Your assignment
In the entries that follow, how many lines hold the string "brown"? Give only that number.
┌─ Entries shown
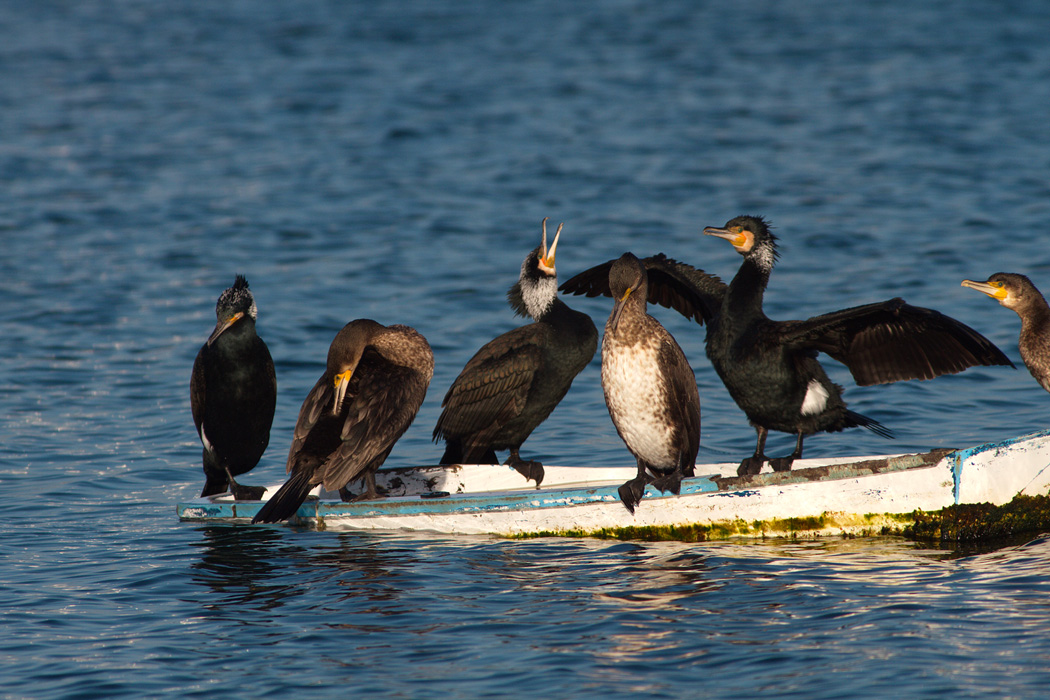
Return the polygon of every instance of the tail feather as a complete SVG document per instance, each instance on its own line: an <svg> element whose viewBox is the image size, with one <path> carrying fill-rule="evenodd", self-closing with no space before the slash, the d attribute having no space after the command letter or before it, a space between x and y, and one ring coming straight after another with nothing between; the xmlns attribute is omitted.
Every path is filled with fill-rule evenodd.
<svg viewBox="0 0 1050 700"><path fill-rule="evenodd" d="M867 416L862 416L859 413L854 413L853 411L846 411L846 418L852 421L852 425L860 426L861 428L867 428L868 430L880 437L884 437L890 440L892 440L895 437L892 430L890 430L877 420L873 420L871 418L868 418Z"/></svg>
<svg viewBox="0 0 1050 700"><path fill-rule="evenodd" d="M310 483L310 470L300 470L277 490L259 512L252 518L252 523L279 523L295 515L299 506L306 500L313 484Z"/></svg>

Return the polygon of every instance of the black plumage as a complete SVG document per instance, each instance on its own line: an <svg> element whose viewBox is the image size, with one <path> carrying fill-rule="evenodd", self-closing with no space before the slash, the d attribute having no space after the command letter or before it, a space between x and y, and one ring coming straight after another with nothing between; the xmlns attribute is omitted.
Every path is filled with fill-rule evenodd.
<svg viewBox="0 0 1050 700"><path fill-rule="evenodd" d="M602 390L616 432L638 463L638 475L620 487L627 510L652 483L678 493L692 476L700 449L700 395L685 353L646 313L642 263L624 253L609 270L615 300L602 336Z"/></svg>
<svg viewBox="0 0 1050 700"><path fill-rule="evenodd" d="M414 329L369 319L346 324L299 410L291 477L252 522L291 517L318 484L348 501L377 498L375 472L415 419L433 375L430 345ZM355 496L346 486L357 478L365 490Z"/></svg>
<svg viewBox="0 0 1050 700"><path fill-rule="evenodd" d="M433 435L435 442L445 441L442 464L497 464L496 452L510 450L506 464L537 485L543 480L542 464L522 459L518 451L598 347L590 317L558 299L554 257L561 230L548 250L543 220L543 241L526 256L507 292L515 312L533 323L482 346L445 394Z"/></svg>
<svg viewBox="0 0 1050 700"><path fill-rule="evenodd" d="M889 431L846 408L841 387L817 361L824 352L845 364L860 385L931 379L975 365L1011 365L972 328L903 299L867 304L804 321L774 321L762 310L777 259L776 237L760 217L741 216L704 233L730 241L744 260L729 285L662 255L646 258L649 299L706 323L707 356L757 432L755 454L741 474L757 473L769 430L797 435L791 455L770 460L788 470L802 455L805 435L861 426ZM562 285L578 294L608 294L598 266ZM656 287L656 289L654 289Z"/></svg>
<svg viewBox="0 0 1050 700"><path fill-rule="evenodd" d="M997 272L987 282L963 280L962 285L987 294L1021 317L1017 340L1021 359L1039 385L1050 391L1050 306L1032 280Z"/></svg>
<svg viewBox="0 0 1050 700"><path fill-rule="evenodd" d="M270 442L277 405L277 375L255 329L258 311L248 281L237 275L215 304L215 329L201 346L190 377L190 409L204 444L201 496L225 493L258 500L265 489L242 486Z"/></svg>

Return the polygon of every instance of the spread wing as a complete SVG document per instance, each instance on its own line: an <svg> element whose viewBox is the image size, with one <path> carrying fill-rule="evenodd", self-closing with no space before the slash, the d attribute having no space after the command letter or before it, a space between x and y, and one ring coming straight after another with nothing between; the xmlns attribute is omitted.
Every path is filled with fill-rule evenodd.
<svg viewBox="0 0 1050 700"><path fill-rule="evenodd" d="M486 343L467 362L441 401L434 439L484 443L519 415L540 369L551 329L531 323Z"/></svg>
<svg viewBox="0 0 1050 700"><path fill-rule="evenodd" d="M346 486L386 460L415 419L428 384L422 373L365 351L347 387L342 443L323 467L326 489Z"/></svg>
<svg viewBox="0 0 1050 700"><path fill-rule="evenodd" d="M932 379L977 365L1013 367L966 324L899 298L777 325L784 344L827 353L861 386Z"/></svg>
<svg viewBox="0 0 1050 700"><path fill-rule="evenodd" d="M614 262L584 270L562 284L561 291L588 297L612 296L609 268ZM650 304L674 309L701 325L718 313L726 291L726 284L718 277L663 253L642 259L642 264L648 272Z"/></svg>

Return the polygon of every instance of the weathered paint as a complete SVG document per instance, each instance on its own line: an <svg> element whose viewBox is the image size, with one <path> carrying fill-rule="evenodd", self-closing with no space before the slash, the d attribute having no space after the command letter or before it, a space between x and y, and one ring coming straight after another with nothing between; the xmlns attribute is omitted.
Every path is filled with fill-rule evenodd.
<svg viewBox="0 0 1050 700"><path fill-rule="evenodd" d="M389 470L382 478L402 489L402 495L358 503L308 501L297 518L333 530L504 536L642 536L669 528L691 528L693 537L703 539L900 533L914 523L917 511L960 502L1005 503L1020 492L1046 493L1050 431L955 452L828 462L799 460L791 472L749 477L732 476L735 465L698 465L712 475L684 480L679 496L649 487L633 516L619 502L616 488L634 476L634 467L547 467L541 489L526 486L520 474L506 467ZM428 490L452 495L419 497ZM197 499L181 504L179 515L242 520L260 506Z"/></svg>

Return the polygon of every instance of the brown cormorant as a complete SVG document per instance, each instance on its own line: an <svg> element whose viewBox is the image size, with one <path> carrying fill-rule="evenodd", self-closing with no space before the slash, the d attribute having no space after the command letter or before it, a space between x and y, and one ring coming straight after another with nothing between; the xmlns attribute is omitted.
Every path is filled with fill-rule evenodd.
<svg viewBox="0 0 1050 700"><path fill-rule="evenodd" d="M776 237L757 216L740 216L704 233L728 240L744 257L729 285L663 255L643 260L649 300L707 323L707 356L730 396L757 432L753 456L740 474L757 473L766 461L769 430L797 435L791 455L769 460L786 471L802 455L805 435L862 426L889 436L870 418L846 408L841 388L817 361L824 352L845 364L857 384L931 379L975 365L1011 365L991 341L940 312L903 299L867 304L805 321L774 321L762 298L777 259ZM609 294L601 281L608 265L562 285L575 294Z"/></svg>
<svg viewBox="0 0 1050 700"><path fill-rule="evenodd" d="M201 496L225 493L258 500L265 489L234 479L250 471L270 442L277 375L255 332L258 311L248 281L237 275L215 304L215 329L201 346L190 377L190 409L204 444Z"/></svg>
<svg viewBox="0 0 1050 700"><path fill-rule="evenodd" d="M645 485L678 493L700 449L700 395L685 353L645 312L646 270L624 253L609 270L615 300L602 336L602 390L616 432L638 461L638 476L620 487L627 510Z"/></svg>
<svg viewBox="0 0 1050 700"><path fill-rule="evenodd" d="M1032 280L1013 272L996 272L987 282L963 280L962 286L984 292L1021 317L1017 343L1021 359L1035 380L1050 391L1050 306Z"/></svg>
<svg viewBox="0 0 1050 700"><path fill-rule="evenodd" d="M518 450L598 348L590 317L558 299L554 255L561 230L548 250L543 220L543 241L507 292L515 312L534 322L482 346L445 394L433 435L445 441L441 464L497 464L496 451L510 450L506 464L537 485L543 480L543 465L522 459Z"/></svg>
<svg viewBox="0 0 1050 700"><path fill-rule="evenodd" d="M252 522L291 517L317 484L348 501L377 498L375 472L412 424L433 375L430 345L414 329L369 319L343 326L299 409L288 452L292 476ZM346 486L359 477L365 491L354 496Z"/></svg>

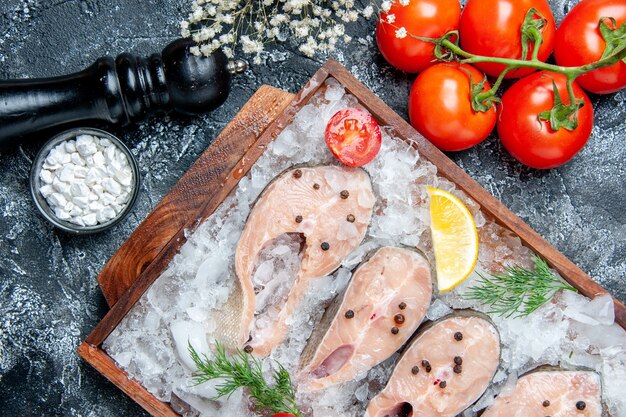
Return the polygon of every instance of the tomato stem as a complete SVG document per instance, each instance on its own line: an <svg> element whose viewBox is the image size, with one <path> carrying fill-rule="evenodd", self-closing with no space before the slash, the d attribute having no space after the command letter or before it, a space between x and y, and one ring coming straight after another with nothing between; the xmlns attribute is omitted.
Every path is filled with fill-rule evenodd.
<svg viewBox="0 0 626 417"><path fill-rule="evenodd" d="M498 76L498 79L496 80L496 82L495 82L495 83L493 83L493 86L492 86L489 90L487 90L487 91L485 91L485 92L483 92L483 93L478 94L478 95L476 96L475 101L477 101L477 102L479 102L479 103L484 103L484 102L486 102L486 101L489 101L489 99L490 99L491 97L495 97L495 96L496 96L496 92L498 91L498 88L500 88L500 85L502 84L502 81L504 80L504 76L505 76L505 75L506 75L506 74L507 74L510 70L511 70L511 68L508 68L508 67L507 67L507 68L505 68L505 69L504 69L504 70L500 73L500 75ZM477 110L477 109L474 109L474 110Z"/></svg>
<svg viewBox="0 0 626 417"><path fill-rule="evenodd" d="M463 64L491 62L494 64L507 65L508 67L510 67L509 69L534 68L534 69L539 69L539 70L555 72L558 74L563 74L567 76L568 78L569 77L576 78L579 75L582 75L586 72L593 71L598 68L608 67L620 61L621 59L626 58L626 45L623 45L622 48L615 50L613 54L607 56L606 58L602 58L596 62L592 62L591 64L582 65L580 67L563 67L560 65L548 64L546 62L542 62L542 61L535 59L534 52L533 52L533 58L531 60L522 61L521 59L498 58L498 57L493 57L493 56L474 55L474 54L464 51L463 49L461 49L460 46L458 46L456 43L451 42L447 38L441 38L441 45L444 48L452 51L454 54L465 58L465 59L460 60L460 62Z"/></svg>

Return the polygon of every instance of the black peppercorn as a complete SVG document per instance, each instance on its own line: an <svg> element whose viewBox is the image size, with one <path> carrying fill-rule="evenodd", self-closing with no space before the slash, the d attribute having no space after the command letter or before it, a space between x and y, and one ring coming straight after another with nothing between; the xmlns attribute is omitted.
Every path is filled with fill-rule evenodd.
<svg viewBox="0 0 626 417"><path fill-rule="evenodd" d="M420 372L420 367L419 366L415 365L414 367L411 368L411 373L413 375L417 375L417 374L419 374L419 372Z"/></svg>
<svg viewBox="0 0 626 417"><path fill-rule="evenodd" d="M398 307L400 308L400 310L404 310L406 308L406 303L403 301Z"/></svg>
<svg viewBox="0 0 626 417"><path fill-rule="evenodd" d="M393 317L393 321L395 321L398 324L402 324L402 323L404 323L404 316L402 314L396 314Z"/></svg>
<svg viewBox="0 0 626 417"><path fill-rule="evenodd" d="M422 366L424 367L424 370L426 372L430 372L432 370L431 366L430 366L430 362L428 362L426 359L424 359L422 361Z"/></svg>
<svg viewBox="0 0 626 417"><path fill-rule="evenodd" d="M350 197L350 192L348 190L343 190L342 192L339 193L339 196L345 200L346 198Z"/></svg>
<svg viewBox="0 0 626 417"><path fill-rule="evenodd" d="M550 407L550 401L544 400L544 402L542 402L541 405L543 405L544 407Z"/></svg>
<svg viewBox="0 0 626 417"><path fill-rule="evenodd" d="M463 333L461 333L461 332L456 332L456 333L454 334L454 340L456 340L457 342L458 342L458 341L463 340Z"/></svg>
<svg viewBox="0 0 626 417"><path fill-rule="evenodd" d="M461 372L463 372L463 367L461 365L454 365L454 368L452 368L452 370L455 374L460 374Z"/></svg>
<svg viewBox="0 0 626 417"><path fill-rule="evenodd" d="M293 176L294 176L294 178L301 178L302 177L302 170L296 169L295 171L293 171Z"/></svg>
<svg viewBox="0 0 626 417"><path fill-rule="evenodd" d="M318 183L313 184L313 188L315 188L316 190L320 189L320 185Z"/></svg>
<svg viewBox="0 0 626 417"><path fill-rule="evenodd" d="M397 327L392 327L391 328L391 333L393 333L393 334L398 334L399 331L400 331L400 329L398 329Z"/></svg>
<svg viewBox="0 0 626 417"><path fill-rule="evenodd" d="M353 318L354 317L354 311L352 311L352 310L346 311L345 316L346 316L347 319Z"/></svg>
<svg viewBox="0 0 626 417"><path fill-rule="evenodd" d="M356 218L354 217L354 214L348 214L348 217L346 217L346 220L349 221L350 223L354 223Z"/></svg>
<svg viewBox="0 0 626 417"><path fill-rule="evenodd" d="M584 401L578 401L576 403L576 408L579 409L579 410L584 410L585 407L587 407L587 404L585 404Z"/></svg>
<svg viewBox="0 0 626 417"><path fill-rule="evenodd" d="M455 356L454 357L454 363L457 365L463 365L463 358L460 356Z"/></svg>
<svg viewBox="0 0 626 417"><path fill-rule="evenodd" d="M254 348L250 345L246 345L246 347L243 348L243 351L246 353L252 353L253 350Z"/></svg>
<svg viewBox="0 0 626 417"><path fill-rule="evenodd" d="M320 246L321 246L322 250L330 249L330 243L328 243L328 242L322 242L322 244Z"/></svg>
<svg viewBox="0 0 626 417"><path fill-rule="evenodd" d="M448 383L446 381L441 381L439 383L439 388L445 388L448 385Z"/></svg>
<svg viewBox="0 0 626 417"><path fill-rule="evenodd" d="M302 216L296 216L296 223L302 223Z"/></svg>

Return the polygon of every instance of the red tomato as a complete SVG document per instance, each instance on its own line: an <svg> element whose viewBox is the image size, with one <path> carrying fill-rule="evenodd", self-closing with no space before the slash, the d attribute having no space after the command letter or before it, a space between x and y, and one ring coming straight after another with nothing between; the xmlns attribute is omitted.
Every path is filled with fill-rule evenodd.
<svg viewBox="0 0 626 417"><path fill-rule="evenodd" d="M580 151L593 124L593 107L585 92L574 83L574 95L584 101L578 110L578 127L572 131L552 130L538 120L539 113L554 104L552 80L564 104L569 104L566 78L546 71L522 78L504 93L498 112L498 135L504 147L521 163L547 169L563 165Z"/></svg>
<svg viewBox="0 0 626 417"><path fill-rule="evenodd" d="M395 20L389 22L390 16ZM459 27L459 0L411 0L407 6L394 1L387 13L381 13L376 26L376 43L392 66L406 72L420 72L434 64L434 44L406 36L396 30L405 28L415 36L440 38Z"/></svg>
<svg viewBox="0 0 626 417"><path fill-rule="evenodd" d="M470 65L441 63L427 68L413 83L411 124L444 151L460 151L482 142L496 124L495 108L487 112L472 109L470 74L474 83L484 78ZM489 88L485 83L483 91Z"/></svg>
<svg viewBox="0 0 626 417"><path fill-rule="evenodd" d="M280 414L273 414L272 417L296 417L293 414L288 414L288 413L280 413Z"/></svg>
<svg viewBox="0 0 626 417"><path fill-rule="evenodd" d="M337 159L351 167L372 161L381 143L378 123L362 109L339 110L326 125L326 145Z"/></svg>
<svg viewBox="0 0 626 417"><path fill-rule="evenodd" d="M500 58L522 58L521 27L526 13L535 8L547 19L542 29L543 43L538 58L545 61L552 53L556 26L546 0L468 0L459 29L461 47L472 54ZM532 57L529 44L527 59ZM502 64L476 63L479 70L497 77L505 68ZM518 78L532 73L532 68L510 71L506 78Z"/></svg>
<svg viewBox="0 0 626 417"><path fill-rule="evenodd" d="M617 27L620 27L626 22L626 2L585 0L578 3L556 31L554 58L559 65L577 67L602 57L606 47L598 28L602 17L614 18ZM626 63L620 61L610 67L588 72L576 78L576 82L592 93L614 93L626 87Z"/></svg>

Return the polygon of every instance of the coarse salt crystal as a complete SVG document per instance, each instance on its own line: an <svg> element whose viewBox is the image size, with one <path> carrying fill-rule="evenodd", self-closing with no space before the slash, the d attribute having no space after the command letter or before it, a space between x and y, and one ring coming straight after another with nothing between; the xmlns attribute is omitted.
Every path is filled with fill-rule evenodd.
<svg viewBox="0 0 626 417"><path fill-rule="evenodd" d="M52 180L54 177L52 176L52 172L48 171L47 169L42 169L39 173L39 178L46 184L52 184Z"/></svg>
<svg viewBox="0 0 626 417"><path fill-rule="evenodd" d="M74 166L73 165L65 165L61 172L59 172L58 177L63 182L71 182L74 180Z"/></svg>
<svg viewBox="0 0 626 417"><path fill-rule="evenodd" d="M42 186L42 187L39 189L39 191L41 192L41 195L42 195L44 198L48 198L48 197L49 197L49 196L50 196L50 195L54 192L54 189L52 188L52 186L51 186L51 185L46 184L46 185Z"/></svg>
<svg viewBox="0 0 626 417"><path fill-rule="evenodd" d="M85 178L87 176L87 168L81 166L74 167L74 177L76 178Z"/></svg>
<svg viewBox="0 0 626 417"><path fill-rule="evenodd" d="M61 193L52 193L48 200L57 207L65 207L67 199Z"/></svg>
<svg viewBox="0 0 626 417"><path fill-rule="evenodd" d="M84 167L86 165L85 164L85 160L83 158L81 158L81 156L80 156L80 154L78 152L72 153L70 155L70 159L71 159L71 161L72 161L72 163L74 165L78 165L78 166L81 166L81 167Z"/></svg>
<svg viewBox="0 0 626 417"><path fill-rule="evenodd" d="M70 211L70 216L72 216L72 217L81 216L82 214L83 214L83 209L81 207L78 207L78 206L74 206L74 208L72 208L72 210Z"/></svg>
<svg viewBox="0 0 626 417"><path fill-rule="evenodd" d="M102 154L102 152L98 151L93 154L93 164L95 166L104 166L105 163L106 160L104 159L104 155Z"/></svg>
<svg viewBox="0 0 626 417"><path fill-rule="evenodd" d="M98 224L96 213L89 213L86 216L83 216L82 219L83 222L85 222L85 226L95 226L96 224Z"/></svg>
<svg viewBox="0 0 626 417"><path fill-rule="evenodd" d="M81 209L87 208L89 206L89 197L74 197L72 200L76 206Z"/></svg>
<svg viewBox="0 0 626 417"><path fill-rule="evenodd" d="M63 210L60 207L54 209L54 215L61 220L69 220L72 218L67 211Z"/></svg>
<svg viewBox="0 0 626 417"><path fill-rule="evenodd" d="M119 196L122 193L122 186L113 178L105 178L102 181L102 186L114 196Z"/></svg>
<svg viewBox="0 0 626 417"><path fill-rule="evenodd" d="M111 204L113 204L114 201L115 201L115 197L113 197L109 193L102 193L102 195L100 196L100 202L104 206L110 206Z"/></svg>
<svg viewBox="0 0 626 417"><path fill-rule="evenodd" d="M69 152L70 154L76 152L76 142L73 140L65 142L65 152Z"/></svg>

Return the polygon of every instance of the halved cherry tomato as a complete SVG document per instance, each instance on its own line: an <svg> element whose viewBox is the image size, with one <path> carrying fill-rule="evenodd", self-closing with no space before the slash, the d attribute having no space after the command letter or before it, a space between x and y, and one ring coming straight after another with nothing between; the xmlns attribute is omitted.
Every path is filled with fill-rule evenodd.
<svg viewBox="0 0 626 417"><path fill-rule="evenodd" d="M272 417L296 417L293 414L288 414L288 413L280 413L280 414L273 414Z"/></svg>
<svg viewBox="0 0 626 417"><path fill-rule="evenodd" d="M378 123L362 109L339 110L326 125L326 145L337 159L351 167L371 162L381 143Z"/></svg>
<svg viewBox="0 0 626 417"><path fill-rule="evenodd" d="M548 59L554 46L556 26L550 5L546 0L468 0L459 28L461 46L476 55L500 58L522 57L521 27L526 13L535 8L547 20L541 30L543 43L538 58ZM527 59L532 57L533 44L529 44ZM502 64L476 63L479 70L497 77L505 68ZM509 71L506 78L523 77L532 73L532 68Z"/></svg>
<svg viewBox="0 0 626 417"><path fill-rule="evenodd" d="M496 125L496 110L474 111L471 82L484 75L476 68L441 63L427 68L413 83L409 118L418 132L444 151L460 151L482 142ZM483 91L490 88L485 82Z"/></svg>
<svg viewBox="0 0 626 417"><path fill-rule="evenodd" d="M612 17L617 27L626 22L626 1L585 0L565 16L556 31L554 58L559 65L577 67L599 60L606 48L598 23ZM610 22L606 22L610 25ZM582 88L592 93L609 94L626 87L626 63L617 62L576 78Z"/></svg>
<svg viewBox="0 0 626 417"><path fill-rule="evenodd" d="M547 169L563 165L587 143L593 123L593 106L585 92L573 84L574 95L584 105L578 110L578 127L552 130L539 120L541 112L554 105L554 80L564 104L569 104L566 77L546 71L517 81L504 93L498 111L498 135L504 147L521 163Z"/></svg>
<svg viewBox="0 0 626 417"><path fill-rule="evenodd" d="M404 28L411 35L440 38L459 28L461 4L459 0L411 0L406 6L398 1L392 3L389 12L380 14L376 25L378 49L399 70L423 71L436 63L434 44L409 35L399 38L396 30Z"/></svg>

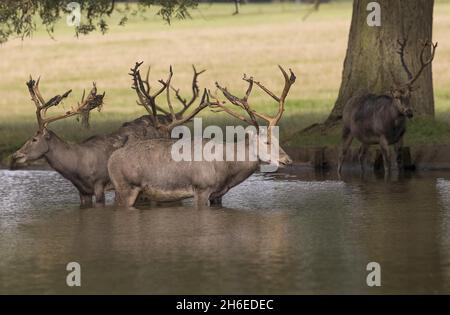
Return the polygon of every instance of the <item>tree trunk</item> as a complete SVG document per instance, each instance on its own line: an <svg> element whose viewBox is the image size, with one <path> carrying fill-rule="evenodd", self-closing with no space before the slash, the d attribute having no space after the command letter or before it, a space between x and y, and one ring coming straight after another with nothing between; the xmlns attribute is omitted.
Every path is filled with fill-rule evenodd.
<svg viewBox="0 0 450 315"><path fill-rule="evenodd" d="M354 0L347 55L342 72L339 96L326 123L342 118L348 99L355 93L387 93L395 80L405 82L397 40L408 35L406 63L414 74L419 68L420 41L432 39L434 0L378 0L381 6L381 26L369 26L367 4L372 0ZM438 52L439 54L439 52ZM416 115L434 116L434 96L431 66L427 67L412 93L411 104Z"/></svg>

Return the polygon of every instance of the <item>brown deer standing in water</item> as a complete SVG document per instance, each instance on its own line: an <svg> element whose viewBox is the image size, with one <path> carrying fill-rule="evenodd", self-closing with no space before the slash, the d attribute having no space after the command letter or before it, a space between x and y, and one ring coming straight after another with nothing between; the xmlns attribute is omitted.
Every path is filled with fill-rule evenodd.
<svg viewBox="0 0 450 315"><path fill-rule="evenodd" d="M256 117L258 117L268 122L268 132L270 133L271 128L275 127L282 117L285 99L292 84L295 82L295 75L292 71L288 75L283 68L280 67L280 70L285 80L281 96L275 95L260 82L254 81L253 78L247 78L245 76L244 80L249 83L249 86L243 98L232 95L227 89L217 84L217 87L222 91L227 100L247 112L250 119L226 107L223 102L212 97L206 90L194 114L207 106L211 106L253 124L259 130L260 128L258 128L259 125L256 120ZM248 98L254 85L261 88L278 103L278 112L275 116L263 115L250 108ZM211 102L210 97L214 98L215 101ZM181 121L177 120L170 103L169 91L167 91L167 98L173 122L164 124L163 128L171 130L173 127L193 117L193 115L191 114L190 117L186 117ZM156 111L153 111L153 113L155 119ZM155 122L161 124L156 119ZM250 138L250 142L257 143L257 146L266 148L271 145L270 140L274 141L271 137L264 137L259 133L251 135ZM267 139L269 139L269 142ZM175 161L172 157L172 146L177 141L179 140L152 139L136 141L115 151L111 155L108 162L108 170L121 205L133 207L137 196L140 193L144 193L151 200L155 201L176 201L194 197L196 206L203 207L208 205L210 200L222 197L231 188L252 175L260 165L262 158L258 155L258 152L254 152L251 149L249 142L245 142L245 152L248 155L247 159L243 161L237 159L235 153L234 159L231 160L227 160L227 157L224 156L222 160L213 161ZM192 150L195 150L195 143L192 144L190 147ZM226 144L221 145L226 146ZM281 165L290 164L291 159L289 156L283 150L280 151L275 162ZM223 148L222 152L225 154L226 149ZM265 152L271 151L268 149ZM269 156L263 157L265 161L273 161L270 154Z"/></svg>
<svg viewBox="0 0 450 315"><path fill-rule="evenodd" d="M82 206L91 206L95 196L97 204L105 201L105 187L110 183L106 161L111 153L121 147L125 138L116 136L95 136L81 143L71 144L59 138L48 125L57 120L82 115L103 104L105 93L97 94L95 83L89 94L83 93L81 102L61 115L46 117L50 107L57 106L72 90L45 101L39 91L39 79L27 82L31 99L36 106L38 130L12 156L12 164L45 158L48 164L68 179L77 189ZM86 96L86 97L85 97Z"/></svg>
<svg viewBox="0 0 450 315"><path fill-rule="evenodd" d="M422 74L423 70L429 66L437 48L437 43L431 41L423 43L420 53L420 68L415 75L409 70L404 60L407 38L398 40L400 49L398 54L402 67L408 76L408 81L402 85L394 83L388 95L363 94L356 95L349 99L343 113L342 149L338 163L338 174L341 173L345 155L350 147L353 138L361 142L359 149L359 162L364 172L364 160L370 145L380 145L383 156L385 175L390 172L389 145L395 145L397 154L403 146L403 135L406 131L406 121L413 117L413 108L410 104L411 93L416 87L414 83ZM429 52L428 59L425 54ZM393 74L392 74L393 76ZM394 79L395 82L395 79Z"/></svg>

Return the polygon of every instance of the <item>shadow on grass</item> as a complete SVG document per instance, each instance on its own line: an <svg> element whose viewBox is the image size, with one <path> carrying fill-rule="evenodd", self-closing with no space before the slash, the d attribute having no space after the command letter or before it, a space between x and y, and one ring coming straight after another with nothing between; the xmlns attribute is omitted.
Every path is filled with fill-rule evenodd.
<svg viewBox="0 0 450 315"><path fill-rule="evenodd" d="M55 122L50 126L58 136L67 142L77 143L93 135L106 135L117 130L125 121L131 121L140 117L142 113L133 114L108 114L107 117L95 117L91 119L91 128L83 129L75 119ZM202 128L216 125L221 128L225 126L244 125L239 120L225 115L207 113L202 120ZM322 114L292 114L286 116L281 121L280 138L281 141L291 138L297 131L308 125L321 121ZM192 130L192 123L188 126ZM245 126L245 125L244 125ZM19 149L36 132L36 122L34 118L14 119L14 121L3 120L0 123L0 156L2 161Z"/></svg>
└─
The answer
2